### REQUIREMENTS
Find each line in the data below that contains the string "road" and copy those lines out in full. Match case exactly.

### DATASET EXCERPTS
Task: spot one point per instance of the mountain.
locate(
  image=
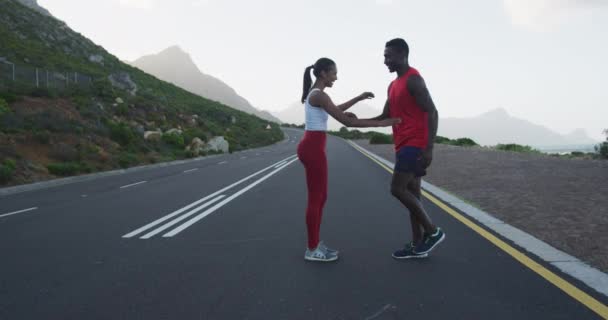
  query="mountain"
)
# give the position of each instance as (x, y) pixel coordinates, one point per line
--
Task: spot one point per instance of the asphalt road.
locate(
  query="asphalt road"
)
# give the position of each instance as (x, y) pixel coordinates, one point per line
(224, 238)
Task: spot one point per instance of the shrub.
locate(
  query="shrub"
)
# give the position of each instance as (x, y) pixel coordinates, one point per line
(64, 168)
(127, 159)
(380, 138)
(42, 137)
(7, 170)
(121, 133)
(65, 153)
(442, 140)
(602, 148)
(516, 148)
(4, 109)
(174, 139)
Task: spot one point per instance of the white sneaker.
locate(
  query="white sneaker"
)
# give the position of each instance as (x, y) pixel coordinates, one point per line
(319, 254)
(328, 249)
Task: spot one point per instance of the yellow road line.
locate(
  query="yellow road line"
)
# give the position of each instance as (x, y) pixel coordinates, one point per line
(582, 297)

### ANSWER FOR THIS EXERCISE
Task: spot one point per instance of the asphalt road.
  query="asphalt road"
Task: spot one point per instance of the yellow road line.
  query="yellow road line"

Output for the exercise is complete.